— start of Document text —
In an ICMP header, the type and code fields contain the control messages. There are many different types of ICMP control messages available. In the following exercise, however, you are going to use two types of messages—echo request and echo reply.
Figure 11-13 shows the format of an ICMP packet. The 8-bit type and 8-bit code fields carry the ICMP control messages.
Table 11-2 shows the values of the type and code fields. Using these values, you can generate a particular ICMP control message.
Table 11-2 Values for the Echo Request and Echo Reply Messages
Control Message |
Type |
Code |
Echo request |
8 |
0 |
Echo reply |
0 |
0 |
Example 11-4 demonstrates the simulation of ICMP traffic, sent from the inside interface. The host 192.168.1.2 from the inside network sends an ICMP echo request to an outside system, 192.168.1.200. The ingress and egress interfaces of this simulated packet are determined by the inline set configuration of the FTD device.
Example 11-4 Simulating an ICMP Echo Request
> packet-tracer input INSIDE_INTERFACE icmp 192.168.1.2 8 0 192.168.1.200
Phase: 1
Type: ACCESS-LIST
Subtype:
Result: ALLOW
Config:
Implicit Rule
Additional Information:
MAC Access list
Phase: 2
Type: NGIPS-MODE
Subtype: ngips-mode
Result: ALLOW
Config:
Additional Information:
The flow ingressed an interface configured for NGIPS mode and NGIPS services will be
applied
Phase: 3
Type: ACCESS-LIST
Subtype: log
Result: ALLOW
Config:
access-group CSM_FW_ACL_ global
access-list CSM_FW_ACL_ advanced permit ip any any rule-id 268434432
access-list CSM_FW_ACL_ remark rule-id 268434432: ACCESS POLICY: AC Policy - Default/1
access-list CSM_FW_ACL_ remark rule-id 268434432: L4 RULE: DEFAULT ACTION RULE
Additional Information:
This packet will be sent to snort for additional processing where a verdict will be
reached
Phase: 4
Type: NGIPS-EGRESS-INTERFACE-LOOKUP
Subtype: Resolve Egress Interface
Result: ALLOW
Config:
Additional Information:
Ingress interface INSIDE_INTERFACE is in NGIPS inline mode.
— end of Document text —
— start of Rows —
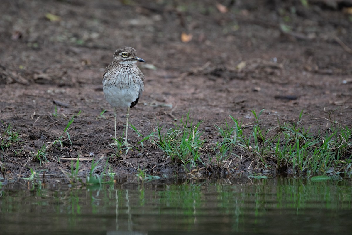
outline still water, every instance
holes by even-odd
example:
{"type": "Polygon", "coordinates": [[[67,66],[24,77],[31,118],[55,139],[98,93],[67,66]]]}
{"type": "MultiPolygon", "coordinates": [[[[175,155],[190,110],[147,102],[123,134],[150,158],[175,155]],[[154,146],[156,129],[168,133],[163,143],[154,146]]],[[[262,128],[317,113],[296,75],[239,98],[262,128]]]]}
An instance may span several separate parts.
{"type": "Polygon", "coordinates": [[[346,181],[119,182],[3,186],[0,234],[352,234],[352,184],[346,181]]]}

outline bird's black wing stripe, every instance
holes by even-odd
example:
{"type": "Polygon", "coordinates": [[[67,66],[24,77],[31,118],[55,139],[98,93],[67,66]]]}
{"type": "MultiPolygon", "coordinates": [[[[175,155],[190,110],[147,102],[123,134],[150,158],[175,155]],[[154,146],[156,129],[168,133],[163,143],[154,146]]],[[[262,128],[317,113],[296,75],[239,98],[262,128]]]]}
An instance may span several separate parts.
{"type": "Polygon", "coordinates": [[[134,107],[134,106],[136,105],[137,104],[137,103],[138,103],[138,101],[139,100],[139,96],[138,97],[138,98],[137,98],[137,99],[136,99],[136,100],[131,103],[131,105],[130,105],[130,107],[132,108],[133,107],[134,107]]]}

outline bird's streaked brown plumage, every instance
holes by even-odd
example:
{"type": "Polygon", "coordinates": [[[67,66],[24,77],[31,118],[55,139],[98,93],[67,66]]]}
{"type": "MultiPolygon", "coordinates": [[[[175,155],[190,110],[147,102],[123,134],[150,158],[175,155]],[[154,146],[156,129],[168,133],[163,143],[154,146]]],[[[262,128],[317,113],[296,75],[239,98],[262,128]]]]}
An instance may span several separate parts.
{"type": "MultiPolygon", "coordinates": [[[[114,60],[104,71],[103,91],[105,99],[114,108],[115,118],[115,138],[116,135],[116,108],[127,107],[126,113],[126,134],[124,145],[127,143],[127,130],[130,108],[136,105],[144,90],[144,76],[136,63],[145,62],[137,57],[136,50],[124,47],[114,54],[114,60]]],[[[115,140],[113,144],[117,145],[115,140]]]]}

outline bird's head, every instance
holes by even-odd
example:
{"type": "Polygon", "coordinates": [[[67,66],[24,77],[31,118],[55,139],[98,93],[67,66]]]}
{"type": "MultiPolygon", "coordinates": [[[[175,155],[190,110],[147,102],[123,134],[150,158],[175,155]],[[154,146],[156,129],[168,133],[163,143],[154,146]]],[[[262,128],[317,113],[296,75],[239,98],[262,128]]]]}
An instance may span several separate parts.
{"type": "Polygon", "coordinates": [[[137,61],[145,62],[145,61],[137,57],[137,52],[132,47],[124,47],[118,49],[114,54],[114,60],[120,64],[132,64],[137,61]]]}

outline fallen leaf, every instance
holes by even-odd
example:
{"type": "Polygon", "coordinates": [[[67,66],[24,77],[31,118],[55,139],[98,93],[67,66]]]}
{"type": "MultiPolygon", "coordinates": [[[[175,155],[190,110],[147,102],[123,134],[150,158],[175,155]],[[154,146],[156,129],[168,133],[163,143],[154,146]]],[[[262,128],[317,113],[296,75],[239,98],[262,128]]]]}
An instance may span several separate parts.
{"type": "Polygon", "coordinates": [[[238,70],[241,71],[242,69],[246,67],[246,62],[241,61],[236,66],[236,68],[238,70]]]}
{"type": "Polygon", "coordinates": [[[222,4],[221,4],[220,3],[216,4],[216,8],[217,8],[219,11],[221,13],[226,13],[228,11],[228,10],[227,10],[227,7],[222,4]]]}
{"type": "Polygon", "coordinates": [[[187,34],[185,32],[182,32],[181,33],[181,41],[182,42],[188,43],[192,40],[193,37],[191,34],[187,34]]]}
{"type": "Polygon", "coordinates": [[[54,15],[51,13],[47,13],[45,16],[46,18],[50,21],[59,21],[61,19],[59,16],[54,15]]]}

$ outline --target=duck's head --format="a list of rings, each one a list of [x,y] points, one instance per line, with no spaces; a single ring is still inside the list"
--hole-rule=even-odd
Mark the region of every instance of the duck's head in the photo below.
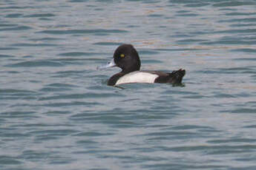
[[[118,67],[122,69],[122,72],[128,73],[140,70],[140,60],[138,52],[131,44],[122,44],[117,47],[114,53],[111,61],[107,65],[100,67],[100,69]]]

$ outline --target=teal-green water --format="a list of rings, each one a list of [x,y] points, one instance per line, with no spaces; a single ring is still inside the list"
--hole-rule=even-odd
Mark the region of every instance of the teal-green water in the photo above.
[[[256,1],[2,0],[0,169],[256,169]],[[107,86],[129,43],[184,86]]]

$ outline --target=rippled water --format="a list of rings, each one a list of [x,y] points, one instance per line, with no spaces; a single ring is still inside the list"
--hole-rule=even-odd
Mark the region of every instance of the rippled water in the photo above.
[[[1,169],[256,169],[256,1],[0,1]],[[184,86],[107,86],[122,43]]]

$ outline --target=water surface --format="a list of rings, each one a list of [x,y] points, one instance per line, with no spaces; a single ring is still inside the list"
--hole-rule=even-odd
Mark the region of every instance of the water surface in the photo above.
[[[256,169],[256,3],[0,2],[1,169]],[[183,86],[107,86],[121,44]]]

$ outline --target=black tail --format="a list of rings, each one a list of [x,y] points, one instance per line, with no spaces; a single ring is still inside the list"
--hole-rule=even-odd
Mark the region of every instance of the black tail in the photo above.
[[[169,73],[170,79],[168,83],[172,84],[180,84],[185,74],[185,69],[180,69],[179,70],[173,71],[171,73]]]

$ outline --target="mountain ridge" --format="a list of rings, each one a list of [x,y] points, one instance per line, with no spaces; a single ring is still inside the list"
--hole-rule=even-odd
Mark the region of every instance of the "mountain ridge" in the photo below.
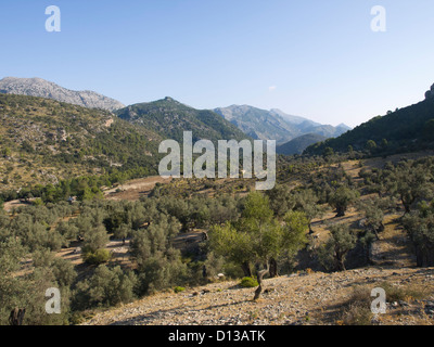
[[[288,115],[278,108],[268,111],[250,105],[231,105],[214,108],[214,112],[252,138],[276,140],[278,145],[307,133],[334,138],[350,129],[346,125],[321,125],[304,117]]]
[[[125,107],[123,103],[94,91],[75,91],[39,77],[4,77],[0,80],[0,93],[52,99],[87,108],[115,111]]]

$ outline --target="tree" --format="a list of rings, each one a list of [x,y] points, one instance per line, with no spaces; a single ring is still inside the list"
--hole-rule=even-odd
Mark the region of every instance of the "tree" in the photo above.
[[[369,153],[372,154],[376,150],[376,143],[373,140],[368,140],[365,147]]]
[[[386,201],[375,197],[360,203],[359,207],[365,214],[365,228],[373,232],[376,240],[380,240],[379,233],[385,229],[383,224],[385,204]]]
[[[85,241],[82,243],[82,256],[85,261],[91,264],[107,261],[110,255],[104,247],[108,241],[107,231],[102,224],[86,231]]]
[[[330,239],[319,249],[319,259],[327,269],[345,271],[345,257],[356,246],[357,236],[348,226],[330,227]]]
[[[136,284],[137,277],[132,271],[125,271],[119,266],[100,265],[90,279],[77,284],[74,306],[85,310],[129,303],[135,298]]]
[[[276,184],[276,187],[266,192],[270,201],[270,207],[275,216],[282,218],[289,210],[295,206],[294,196],[288,185]]]
[[[434,267],[434,203],[404,217],[404,227],[414,246],[418,267]]]
[[[331,207],[336,209],[336,217],[344,217],[348,206],[352,205],[359,196],[359,192],[342,185],[331,194],[329,204]]]
[[[263,292],[265,275],[276,275],[277,259],[284,253],[294,253],[305,244],[304,232],[308,221],[302,213],[289,213],[284,224],[273,219],[267,196],[250,193],[239,222],[216,227],[210,232],[210,242],[217,255],[227,255],[240,265],[255,264],[258,288],[254,299]]]
[[[400,162],[395,168],[383,174],[387,190],[399,196],[405,214],[411,211],[416,202],[433,196],[433,175],[429,164],[412,160]]]
[[[314,218],[320,217],[323,213],[322,208],[318,205],[319,197],[312,190],[303,190],[295,195],[296,206],[305,213],[308,221],[309,233],[312,234],[311,221]]]

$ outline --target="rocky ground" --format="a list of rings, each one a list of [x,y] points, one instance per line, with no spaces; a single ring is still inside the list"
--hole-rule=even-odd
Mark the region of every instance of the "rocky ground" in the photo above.
[[[342,324],[355,287],[420,290],[423,299],[388,301],[373,324],[434,323],[434,269],[366,268],[345,272],[301,272],[266,280],[266,293],[253,301],[254,288],[227,281],[145,297],[95,314],[85,325],[309,325]],[[374,298],[372,298],[374,299]]]

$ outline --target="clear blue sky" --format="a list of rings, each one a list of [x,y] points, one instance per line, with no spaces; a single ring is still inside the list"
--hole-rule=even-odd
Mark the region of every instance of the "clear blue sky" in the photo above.
[[[47,33],[48,5],[62,31]],[[373,33],[371,8],[387,11]],[[2,0],[0,78],[356,126],[434,82],[433,0]]]

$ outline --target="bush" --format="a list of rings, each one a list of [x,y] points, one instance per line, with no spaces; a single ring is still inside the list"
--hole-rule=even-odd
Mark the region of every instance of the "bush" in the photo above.
[[[244,278],[241,280],[240,285],[243,288],[252,288],[258,286],[259,283],[254,278]]]
[[[101,265],[90,279],[77,284],[74,306],[86,310],[130,303],[136,298],[136,285],[137,277],[132,271],[123,270],[119,266],[108,268]]]
[[[344,325],[371,325],[371,296],[366,286],[356,286],[349,300],[344,305],[342,323]]]
[[[175,292],[175,293],[181,293],[181,292],[183,292],[183,291],[186,291],[186,288],[184,288],[183,286],[176,286],[176,287],[174,288],[174,292]]]
[[[87,264],[100,265],[107,262],[111,258],[111,254],[107,249],[97,249],[95,252],[85,253],[82,258]]]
— end of Rows —
*Challenge 1*
Return the lines of the entries from the line with "outline bird's head, every instance" to the line with "[[[256,1],[2,0],[0,169],[256,169]],[[107,86],[129,43],[184,86]]]", both included, copied without change and with the pictures left out.
*Challenge 2*
Resume the text on simulating an ICMP echo request, continuing from its last sentence.

*Written response 1*
outline bird's head, every instance
holes by even-odd
example:
{"type": "Polygon", "coordinates": [[[67,66],[24,77],[31,118],[55,139],[98,93],[67,66]]]}
{"type": "MultiPolygon", "coordinates": [[[[175,155],[190,110],[147,102],[123,134],[150,158],[175,155]],[[154,146],[156,129],[168,133],[163,143],[154,146]]],[[[262,128],[317,113],[296,75],[239,98],[262,128]]]]}
An instance may span several separate parts.
{"type": "Polygon", "coordinates": [[[137,61],[145,62],[145,61],[137,57],[137,52],[132,47],[124,47],[118,49],[114,54],[114,60],[120,64],[132,64],[137,61]]]}

outline fallen leaf, every instance
holes by even-odd
example:
{"type": "Polygon", "coordinates": [[[67,66],[24,77],[31,118],[55,139],[98,93],[67,66]]]}
{"type": "MultiPolygon", "coordinates": [[[[175,155],[190,110],[147,102],[123,134],[150,158],[175,155]],[[154,146],[156,129],[168,133],[163,143],[154,146]]],[[[262,128],[317,113],[296,75],[239,98],[262,128]]]]}
An instance may span several separate parts.
{"type": "Polygon", "coordinates": [[[238,70],[241,71],[242,69],[246,67],[246,62],[241,61],[236,66],[236,68],[238,70]]]}
{"type": "Polygon", "coordinates": [[[222,4],[221,4],[220,3],[216,4],[216,8],[217,8],[219,11],[221,13],[226,13],[228,11],[228,10],[227,10],[227,7],[222,4]]]}
{"type": "Polygon", "coordinates": [[[187,34],[185,32],[182,32],[181,33],[181,41],[182,42],[188,43],[192,40],[193,37],[191,34],[187,34]]]}
{"type": "Polygon", "coordinates": [[[54,15],[51,13],[47,13],[45,16],[46,18],[50,21],[59,21],[61,19],[59,16],[54,15]]]}

$ outline --target=duck's head --format="a list of rings, each one a list of [x,y] points, one instance per line, with no spaces; a single ring is still inside the list"
--hole-rule=even-odd
Mark the region of every instance of the duck's head in the photo below.
[[[118,67],[122,69],[122,72],[128,73],[140,70],[140,60],[138,52],[131,44],[122,44],[117,47],[114,53],[111,61],[107,65],[100,67],[100,69]]]

$ outline --target=teal-green water --format="a list of rings, each one a list of [x,y] points, one instance per line, with no spaces; a single ring is still inside the list"
--hole-rule=even-odd
Mark the region of every instance of the teal-green water in the photo above.
[[[256,1],[2,0],[0,169],[256,169]],[[107,86],[129,43],[184,86]]]

*Written response 2*
Egress interface OUTSIDE_INTERFACE is determined by inline-set configuration
Phase: 5
Type: FLOW-CREATION
Subtype:
Result: ALLOW
Config:
Additional Information:
New flow created with id 269, packet dispatched to next module
Result:
input-interface: INSIDE_INTERFACE
input-status: up
input-line-status: up
Action: allow
>
Example 11-5 concludes that an ICMP echo reply packet, originated by the host 192.168.1.200, should be able to reach its destination, 192.168.1.2.
Example 11-5 Simulating an ICMP Echo Reply
> packet-tracer input OUTSIDE_INTERFACE icmp 192.168.1.200 0 0 192.168.1.2
Phase: 1
Type: ACCESS-LIST
Subtype:
Result: ALLOW
Config:
Implicit Rule
Additional Information:
MAC Access list
Phase: 2
Type: NGIPS-MODE
Subtype: ngips-mode
Result: ALLOW
Config:
Additional Information:
The flow ingressed an interface configured for NGIPS mode and NGIPS services will be
applied
Phase: 3
Type: ACCESS-LIST
Subtype: log
Result: ALLOW
Config:
access-group CSM_FW_ACL_ global
access-list CSM_FW_ACL_ advanced permit ip any any rule-id 268434432
access-list CSM_FW_ACL_ remark rule-id 268434432: ACCESS POLICY: AC Policy - Default/1
access-list CSM_FW_ACL_ remark rule-id 268434432: L4 RULE: DEFAULT ACTION RULE
Additional Information:
This packet will be sent to snort for additional processing where a verdict will be
reached
Phase: 4
Type: NGIPS-EGRESS-INTERFACE-LOOKUP
Subtype: Resolve Egress Interface
Result: ALLOW
Config:
Additional Information:
Ingress interface OUTSIDE_INTERFACE is in NGIPS inline mode.
Egress interface INSIDE_INTERFACE is determined by inline-set configuration
Phase: 5
Type: FLOW-CREATION
Subtype:
Result: ALLOW
Config:
Additional Information:
New flow created with id 271, packet dispatched to next module
Result:
input-interface: OUTSIDE_INTERFACE
input-status: up
input-line-status: up
Action: allow
>
Verifying Packet Flow by Using Real Packet Capture
In the previous section, you used virtually generated packets to simulate the flow of packets. In this section, you are going to use real ping requests to determine the flow of a packet through an FTD. Follow these steps:
Step 1. Enter two capture rules with tracing capability, as shown in Example 11-6. They begin capturing ICMP traffic. To trace packets from both directions, you need to capture traffic from both of the interfaces of an inline pair.
Example 11-6 demonstrates the use of the trace keyword with the capture command. The example uses the capture command twice, to capture traffic from the ingress and egress interfaces separately. The Capturing - 0 bytes message on the show capture command confirms that the process is running but has not seen any packets yet.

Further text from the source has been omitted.